** Extrait du texte **
══════════

Réflexion sur les formes brèves au XVIIème siècle

Corpus de réflexion : Pensées de Pascal, Maximes de La Rochefoucauld, Caractères de La Bruyère et Maximes et Pensées de Chamfort.

Formant le projet de « repenser de façon systématique la doctrine morale esquissée par les Maximes », le critique Corrado Rosso prend soin de signaler ce qui « rend précaire et peut-être impossible » la réalisation d'un semblable projet : « Dès le début, nous devons reconnaître les nombreuses possibilités d'échec qui nous guettent dans une reconstruction qui essaie de donner un sens cohérent à un discours éminemment discontinu et parfois énigmatique. »

Lorsque Jean Lafond déclare que « le discours discontinu n'a été [...] très longtemps considéré que comme l'échec du continu », il semble pointer du doigt la tendance à penser le discontinu en rapport avec le continu, de les mettre toujours en rapport avec pour ligne de partage la notion de cohérence, sans pouvoir penser le discours discontinu en soi, avec sa propre cohérence. C'est aussi le sens de la parole de Corrado Rosso : formant le projet de « repenser de façon systématique la doctrine morale esquissée par les Maximes », le critique prend soin de signaler ce qui « rend précaire et peut-être impossible » la réalisation d'un semblable projet : « Dès le début, nous devons reconnaître les nombreuses possibilités d'échec qui nous guettent dans une reconstruction qui essaie de donner un sens cohérent à un discours éminemment discontinu et parfois énigmatique. »

══════════

** Défi 1 **
Renvoyez sans changement le passage de l'extrait sur les formes brèves qui va de « Réflexion sur les » à « Pensées de Chamfort. », bornes comprises.
** Défi 2 **
Résumez en deux phrases l'extrait sur les formes brèves.
** Défi 3 **
Dressez, s'il vous plaît, la liste des œuvres du corpus de réflexion cité dans l'extrait, chacune avec son auteur.
Le matériel fourni plus loin n'a aucun rôle ici.

══════════

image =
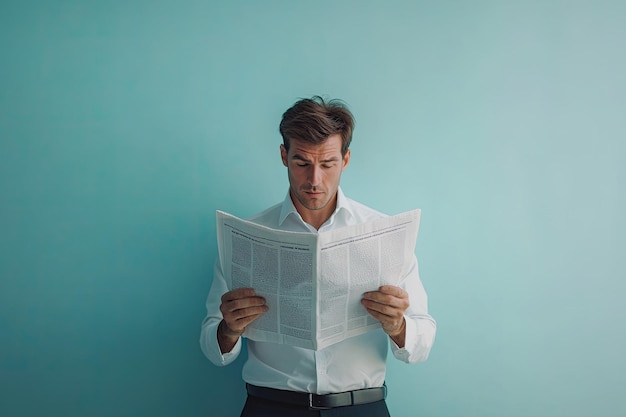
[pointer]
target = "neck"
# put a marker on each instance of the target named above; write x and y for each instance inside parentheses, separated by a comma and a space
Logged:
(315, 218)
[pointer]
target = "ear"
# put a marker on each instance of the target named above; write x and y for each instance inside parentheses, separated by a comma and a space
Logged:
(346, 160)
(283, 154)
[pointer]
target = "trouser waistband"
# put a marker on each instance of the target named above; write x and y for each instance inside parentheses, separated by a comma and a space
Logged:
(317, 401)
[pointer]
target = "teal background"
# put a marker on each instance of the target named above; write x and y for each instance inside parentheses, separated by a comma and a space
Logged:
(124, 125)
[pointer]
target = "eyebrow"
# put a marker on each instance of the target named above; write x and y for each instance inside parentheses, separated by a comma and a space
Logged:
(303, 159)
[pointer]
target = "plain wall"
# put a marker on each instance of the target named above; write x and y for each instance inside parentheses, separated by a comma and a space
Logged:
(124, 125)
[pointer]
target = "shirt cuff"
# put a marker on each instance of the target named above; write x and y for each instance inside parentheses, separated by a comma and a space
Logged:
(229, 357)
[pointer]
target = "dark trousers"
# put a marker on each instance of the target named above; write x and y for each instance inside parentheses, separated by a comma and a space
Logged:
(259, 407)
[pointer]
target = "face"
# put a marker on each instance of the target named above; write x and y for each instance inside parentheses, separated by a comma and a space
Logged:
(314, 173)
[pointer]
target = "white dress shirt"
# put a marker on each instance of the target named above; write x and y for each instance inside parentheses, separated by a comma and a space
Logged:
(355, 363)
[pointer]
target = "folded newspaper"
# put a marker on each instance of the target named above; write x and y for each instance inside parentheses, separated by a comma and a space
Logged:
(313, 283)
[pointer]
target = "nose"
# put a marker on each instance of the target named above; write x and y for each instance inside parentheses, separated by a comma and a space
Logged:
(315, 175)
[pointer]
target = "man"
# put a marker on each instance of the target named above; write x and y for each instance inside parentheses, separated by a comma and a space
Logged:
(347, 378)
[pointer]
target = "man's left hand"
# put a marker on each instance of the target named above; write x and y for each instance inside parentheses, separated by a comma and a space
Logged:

══════════

** Réponse attendue 1 **
Réflexion sur les formes brèves au XVIIème siècle

Corpus de réflexion : Pensées de Pascal, Maximes de La Rochefoucauld, Caractères de La Bruyère et Maximes et Pensées de Chamfort.

** Réponse attendue 2 **
Corrado Rosso, qui veut repenser de façon systématique la doctrine morale esquissée par les Maximes, reconnaît les nombreuses possibilités d'échec d'une reconstruction cherchant à donner un sens cohérent à un discours éminemment discontinu et parfois énigmatique. Jean Lafond déclare que le discours discontinu n'a très longtemps été considéré que comme l'échec du continu.

** Réponse attendue 3 **
- Pensées, de Pascal
- Maximes, de La Rochefoucauld
- Caractères, de La Bruyère
- Maximes et Pensées, de Chamfort